WHAT THE TASK REQUIRES - Can you rewrite the data below as a Markdown table with the columns "Row" and "Line", starting with the line that contains "# Detect every instance of green beret" and going on through the line that contains "[21,105,117,162]", one numbered row per line and no blank lines?

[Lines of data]
** BEGIN **

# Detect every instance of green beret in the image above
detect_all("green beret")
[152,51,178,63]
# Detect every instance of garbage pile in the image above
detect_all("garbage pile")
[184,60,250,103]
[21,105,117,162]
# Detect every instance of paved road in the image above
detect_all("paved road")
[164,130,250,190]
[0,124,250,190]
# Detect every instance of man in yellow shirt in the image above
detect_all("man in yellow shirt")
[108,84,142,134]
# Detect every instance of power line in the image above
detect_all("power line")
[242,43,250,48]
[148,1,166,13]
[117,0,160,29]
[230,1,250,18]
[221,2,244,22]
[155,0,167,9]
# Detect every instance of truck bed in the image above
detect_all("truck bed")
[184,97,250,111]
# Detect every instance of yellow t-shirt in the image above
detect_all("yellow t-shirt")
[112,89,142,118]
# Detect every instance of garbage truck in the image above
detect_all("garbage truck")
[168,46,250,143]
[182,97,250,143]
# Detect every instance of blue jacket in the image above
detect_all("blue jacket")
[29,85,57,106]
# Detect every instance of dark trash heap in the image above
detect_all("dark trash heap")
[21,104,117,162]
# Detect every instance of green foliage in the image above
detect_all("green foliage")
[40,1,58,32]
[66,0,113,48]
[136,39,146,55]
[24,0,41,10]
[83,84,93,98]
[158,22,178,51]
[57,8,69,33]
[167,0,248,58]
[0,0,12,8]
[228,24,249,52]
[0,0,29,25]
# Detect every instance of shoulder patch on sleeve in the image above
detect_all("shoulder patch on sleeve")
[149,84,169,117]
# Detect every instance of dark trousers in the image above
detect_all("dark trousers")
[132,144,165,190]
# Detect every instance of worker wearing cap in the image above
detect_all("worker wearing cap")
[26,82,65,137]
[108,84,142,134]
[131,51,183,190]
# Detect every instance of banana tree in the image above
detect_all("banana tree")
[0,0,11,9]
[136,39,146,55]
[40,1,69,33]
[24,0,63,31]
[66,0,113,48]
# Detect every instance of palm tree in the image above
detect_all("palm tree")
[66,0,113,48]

** END **
** BEGIN **

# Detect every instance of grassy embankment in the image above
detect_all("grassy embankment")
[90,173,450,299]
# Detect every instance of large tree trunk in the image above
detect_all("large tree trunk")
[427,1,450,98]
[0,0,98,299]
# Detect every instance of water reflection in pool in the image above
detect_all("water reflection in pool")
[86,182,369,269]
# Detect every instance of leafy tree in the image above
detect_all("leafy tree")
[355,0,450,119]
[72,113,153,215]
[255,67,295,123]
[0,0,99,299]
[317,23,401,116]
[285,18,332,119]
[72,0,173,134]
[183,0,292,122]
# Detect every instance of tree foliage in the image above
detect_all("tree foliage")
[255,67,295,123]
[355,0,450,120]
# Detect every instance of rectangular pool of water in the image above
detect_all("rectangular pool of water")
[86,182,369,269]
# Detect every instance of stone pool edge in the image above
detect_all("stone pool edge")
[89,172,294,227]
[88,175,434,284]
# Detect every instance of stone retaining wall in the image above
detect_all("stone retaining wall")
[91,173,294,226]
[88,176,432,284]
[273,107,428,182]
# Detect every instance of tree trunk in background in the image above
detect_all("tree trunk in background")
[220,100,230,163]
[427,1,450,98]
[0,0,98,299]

** END **

FINAL RESULT -
| Row | Line |
|---|---|
| 1 | # Detect every instance of green beret in the image above |
| 2 | detect_all("green beret") |
| 3 | [152,51,178,63] |
| 4 | # Detect every instance of garbage pile in the image above |
| 5 | detect_all("garbage pile") |
| 6 | [184,60,250,103] |
| 7 | [21,105,117,162] |